**Dataset**
>> START
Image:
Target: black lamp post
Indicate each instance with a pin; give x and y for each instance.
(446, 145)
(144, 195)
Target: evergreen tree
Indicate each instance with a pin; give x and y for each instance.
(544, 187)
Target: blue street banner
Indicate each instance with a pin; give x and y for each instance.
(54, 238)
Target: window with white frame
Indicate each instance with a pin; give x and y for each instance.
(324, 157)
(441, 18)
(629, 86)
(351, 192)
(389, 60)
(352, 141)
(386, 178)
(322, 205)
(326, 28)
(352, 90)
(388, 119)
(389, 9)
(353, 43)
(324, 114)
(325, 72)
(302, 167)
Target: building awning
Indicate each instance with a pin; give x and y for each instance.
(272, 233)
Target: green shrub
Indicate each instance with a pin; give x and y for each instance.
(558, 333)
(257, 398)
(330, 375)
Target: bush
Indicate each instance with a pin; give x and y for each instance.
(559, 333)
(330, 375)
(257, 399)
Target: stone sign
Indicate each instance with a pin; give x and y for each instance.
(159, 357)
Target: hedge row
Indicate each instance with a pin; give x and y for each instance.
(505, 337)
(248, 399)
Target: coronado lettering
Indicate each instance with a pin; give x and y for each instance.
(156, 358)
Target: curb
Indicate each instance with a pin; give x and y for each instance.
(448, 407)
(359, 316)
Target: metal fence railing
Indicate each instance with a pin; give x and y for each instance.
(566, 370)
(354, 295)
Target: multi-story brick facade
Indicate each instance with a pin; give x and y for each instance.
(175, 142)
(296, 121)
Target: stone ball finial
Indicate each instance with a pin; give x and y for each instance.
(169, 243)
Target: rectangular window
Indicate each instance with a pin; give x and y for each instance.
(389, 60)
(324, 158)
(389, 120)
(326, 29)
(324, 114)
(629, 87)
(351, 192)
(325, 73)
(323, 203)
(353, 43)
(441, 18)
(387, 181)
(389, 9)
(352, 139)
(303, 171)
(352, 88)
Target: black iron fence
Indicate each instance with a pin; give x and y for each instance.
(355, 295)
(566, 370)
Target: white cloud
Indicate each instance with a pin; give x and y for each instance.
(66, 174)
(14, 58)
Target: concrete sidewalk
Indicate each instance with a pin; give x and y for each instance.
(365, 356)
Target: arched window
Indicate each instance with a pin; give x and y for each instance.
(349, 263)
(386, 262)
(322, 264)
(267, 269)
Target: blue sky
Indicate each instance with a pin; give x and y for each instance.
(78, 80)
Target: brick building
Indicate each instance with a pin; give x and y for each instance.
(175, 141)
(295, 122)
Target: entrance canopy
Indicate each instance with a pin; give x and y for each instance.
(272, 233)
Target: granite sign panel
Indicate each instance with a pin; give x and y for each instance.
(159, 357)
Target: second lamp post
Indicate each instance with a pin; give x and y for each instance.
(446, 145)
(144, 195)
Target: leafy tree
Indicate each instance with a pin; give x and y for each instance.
>> END
**Your instructions**
Switch "concrete sidewalk" to "paved walkway" in the entries above, and give back every line with nothing else changed.

**Written reply**
Image:
Target: black lamp post
Indicate each instance with a pin; give x and y for each instance.
(446, 145)
(144, 195)
Target: evergreen tree
Indicate each instance with a pin; give x and y for each instance.
(544, 187)
Target: blue street banner
Indicate each instance with a pin; give x and y for each instance.
(54, 238)
Target: window with white frame
Indicate each instance with a pin; give x and y for each instance.
(324, 157)
(441, 18)
(629, 86)
(351, 192)
(389, 60)
(352, 141)
(386, 178)
(322, 205)
(326, 28)
(352, 90)
(388, 119)
(389, 9)
(353, 43)
(324, 114)
(325, 72)
(302, 167)
Target: building awning
Indicate each instance with a pin; give x and y for each instance.
(272, 233)
Target: green shrub
Indicate each instance with a pin; give x and y for each instance.
(558, 333)
(257, 398)
(330, 375)
Target: bush
Indicate each instance with a pin; give x and y for each instance.
(559, 333)
(330, 375)
(257, 399)
Target: stone sign
Indicate each instance with a pin; give x and y for each instance.
(159, 357)
Target: hedge row
Indicate each instance with a pin; give x and y for each instance.
(505, 337)
(248, 399)
Target: coronado lettering
Indicate each instance with a pin; give x and y for each instance.
(156, 358)
Target: curb
Indicate each instance with a pin; give x and y for each instance.
(448, 407)
(359, 316)
Target: metal fence railing
Indicate each instance with a pin; give x and y for each instance.
(566, 370)
(354, 295)
Target: multi-story brick facade
Indicate each instance with a pin; give x and y for each instance.
(175, 142)
(296, 121)
Target: stone ball finial
Indicate each instance with a pin; give x and y for each instance.
(169, 243)
Target: rectangular window
Indicate each instance with a pin; give x and y for each instance.
(389, 60)
(324, 158)
(389, 120)
(326, 29)
(324, 114)
(629, 87)
(351, 192)
(325, 73)
(323, 203)
(353, 43)
(441, 18)
(387, 181)
(389, 9)
(352, 139)
(303, 171)
(352, 88)
Target: black iron fence
Indicate each instance with a pin; give x and y for each instance.
(355, 295)
(566, 370)
Target: white cloud
Indicate each instance with a pin; give x and y for each instance.
(66, 174)
(14, 58)
Target: paved walkway
Indicate each instance with a pin; give x and y for each instance.
(365, 356)
Target: arched window
Indicate each instance with a pin; give x and y for each instance.
(349, 263)
(386, 262)
(322, 264)
(267, 269)
Target: blue sky
Indicate each instance with a pin; give x and y for each instance.
(78, 80)
Target: brick building
Indicate each instance with a pin; give x and y for each instance.
(175, 141)
(295, 122)
Target: entrance canopy
Indicate each instance with a pin; give x and y for each instance.
(272, 233)
Target: granite sign panel
Indicate each instance with a pin; give x and y for each instance.
(159, 357)
Target: second lamp post
Indicate each instance with a pin; give x and y for each instance.
(446, 145)
(144, 195)
Target: leafy tree
Indicate each instance with a pin; give x and y for each instance.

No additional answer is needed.